Source passage:

□ □ □ □ □ □ □

Creating an Greenplum® cluster
A Managed Service for Greenplum® cluster consists of master hosts that accept client queries and segment hosts that provide data processing and storage capability.
Available disk types depend on the selected host class.
For more information, see Resource relationships.
Creating a cluster
To create a Managed Service for Greenplum® cluster, you need the vpc.user role and the managed-greenplum.editor role or higher. For more information on assigning roles, see the Identity and Access Management documentation.
To create a Managed Service for Greenplum® cluster:
-
In the management console
, select the folder where you want to create a database cluster. -
Select Managed Service for Greenplum.
-
Click Create cluster.
-
Enter a name for the cluster. It must be unique within the folder.
-
(Optional) Enter a cluster description.
-
Select the environment where you want to create the cluster (you cannot change the environment once the cluster is created):
PRODUCTION
: For stable versions of your apps.PRESTABLE
: For testing purposes. The prestable environment is similar to the production environment and likewise covered by the SLA, but it is the first to get new functionalities, improvements, and bug fixes. In the prestable environment, you can test compatibility of new versions with your application.

□ □ □ □ □ □ □

Provided material:
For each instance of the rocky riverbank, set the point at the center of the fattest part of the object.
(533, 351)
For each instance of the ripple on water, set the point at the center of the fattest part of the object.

□ □ □ □ □ □ □

Requirements:
a: Answer these questions from the Greenplum cluster guide:
(i) Which roles does a user need in order to create a cluster?
(ii) Within what must the cluster name be unique?
(iii) Which environment is the first to receive new functionalities, improvements, and bug fixes?
b: Retype the part of the Greenplum cluster guide that opens with the words containing "Creating a cluster" and closes with "Service for Greenplum.".
The listing has no role in any of this work.

Full answers:
a:
(i) The vpc.user role and the managed-greenplum.editor role or higher.
(ii) The folder.
(iii) PRESTABLE.

b:
Creating a cluster
To create a Managed Service for Greenplum® cluster, you need the vpc.user role and the managed-greenplum.editor role or higher. For more information on assigning roles, see the Identity and Access Management documentation.
To create a Managed Service for Greenplum® cluster:
-
In the management console
, select the folder where you want to create a database cluster. -
Select Managed Service for Greenplum.